Textausschnitt:
Weil sich Eltern öfter beschweren, fürchten Schulleiter neue
Gerichtsfälle. Nun warnt der nationale Verband: «Der Rechtsschutz ist so
wichtig wie nie zuvor.» Doch warum kommt es häufiger zu Streit?
Klagen im Klassenzimmer, Südostschweiz, 3.3. von Yannick Nock
Unzufriedene
Eltern scheuen keine Konflikte mehr. Während Entscheidungen von Lehrern und
Schulleitern früher oft anerkannt wurden, ist das längst nicht mehr der Fall.
Stattdessen wird mit juristischen Schritten gedroht. Dabei ist es egal, ob es
um Noten, die Hausaufgaben oder den Übertritt ans Gymnasium geht: Wo Eltern
nicht einverstanden sind, kommt es zu Streit – der manchmal erst vor Gericht
endet.
Der Trend
beschäftigt Schulen in allen Kantonen – und hat Folgen für das Personal. Der
Schweizer Schulleiterverband wird nun auf seiner Website deutlich: «Der
Rechtsschutz ist so wichtig wie nie zuvor», schreibt er. Der Verband hat
deshalb reagiert und bietet seinen über 2000 Mitgliedern eine kollektive
Rechtsschutzversicherung an.
«Eltern sind
heute öfter der Meinung, dass etwas falsch laufen muss, wenn ihr Kind schlechte
Noten erhält oder nicht fürs Gymnasium empfohlen wird», sagt Bernard Gertsch,
Präsident des Schulleiterverbandes. Ein Grund sind die wachsenden
Zukunftsängste: «Durch die Digitalisierung und den technischen Fortschritt wird
es in 20 Jahren viele Berufe in der heutigen Form nicht mehr geben», sagt
Gertsch. Das bereite vielen Eltern Sorge. Zudem seien sie nicht mehr an
autoritäre Instanzen gewöhnt. Väter und Mütter wiederum fühlen sich oft missverstanden
und sehen ihren Nachwuchs unfair behandelt. Die Folge: Die Spannungen an den
Schulen steigen.
Bliebe es bei
Auseinandersetzungen mit Eltern, wären keine weiteren Versicherungen nötig. Die
zuständige Schulbehörde ist für den Schutz ihres Personals zuständig. Dass der
Schulleiterverband trotzdem für den Rechtsschutz wirbt, liegt an den Folgen
solcher Konflikte. Sie können zu einer Kündigung beitragen. «Zuletzt haben mehr
Mitglieder ihre Entlassung oder deren Begründung angefochten», sagt Gertsch. Deshalb
habe man nun auf der Website auf die Bedeutung des Rechtsschutzes hingewiesen.
Auch das Arbeitszeugnis – und damit die Chance auf künftige Stellen – seien oft
ein Streitpunkt.
52 Seiten
gegen Problemeltern
Die
Entwicklung geht über alle Hierarchiestufen hinweg. Nicht nur Schulleiter, auch
Lehrer beklagen den gestiegenen Druck. Der Schweizer Lehrerverband hat deshalb
bereits im Herbst einen 52-seitigen Ratgeber veröffentlicht. Er zeigt, wie man
mit Problemeltern umgehen sollte – samt Fallbeispielen.

Angezeigte Daten:
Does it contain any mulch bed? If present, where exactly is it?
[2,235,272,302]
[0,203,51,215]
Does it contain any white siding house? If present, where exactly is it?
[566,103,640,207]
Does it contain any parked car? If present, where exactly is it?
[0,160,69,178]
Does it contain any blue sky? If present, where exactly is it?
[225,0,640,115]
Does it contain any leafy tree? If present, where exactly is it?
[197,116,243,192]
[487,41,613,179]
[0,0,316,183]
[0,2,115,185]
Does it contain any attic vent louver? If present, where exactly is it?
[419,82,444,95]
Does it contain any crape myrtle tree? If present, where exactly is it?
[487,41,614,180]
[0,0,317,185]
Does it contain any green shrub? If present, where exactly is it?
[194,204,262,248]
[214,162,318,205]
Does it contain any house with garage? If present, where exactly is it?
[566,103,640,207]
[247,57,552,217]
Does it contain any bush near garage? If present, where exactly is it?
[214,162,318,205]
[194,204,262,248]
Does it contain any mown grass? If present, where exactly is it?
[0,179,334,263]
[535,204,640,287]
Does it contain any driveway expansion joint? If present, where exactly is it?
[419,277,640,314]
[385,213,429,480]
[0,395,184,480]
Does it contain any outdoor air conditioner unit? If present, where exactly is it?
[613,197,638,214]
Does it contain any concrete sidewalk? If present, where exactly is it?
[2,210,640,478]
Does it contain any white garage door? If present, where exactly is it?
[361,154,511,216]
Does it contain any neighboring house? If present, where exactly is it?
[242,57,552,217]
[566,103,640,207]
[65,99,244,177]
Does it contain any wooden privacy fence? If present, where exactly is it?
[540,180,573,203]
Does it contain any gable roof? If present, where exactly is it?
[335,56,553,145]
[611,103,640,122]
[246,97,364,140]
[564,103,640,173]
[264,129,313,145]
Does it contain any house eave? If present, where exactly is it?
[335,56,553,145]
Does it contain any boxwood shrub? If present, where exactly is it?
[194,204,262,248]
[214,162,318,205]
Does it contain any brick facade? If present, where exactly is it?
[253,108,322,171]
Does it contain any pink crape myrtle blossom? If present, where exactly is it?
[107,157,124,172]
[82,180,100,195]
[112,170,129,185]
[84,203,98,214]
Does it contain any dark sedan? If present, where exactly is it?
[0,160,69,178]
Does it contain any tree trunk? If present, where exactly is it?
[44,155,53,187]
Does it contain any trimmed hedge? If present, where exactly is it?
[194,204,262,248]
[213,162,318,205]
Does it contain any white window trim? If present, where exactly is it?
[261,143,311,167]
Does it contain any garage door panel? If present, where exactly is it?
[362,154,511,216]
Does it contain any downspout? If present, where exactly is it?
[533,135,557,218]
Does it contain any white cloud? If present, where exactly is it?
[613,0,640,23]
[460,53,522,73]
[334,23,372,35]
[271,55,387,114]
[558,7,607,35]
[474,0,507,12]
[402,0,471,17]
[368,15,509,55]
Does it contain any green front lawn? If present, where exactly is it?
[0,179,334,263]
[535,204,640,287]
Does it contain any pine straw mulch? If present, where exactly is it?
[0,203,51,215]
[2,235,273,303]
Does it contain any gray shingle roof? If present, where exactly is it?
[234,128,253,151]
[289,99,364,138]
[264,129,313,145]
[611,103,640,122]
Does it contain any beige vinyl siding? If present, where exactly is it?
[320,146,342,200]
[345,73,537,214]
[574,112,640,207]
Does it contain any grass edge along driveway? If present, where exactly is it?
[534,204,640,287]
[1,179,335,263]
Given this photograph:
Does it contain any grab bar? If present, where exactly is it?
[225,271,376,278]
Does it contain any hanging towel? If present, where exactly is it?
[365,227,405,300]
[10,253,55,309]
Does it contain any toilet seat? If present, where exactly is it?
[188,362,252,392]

Zu erledigen:
a) Was bietet der Schweizer Schulleiterverband laut dem Artikel über Elternkonflikte an Schulen seinen Mitgliedern an?
b) Kopiere aus dem Artikel über Elternkonflikte an Schulen wortgetreu den Abschnitt, der mit den Worten „Bliebe es bei“ beginnt und mit „des Rechtsschutzes hingewiesen.“ endet.
Die Datensätze sind eigenständiges Material und gehören nicht zum Artikel über Elternkonflikte an Schulen.

Antworten pro Aufgabe:
a) Eine kollektive Rechtsschutzversicherung.

b)
Bliebe es bei
Auseinandersetzungen mit Eltern, wären keine weiteren Versicherungen nötig. Die
zuständige Schulbehörde ist für den Schutz ihres Personals zuständig. Dass der
Schulleiterverband trotzdem für den Rechtsschutz wirbt, liegt an den Folgen
solcher Konflikte. Sie können zu einer Kündigung beitragen. «Zuletzt haben mehr
Mitglieder ihre Entlassung oder deren Begründung angefochten», sagt Gertsch. Deshalb
habe man nun auf der Website auf die Bedeutung des Rechtsschutzes hingewiesen.